**Aim of the exercise**.
Transcribe every line of the listing below character for character.

A few records:
━━━━━━━━━━
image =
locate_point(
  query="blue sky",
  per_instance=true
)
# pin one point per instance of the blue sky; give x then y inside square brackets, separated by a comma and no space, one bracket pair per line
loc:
━━━━━━━━━━
**Written solution**.
image =
locate_point(
  query="blue sky",
  per_instance=true
)
# pin one point per instance of the blue sky; give x then y inside square brackets, separated by a comma and no space, one bracket pair per line
loc:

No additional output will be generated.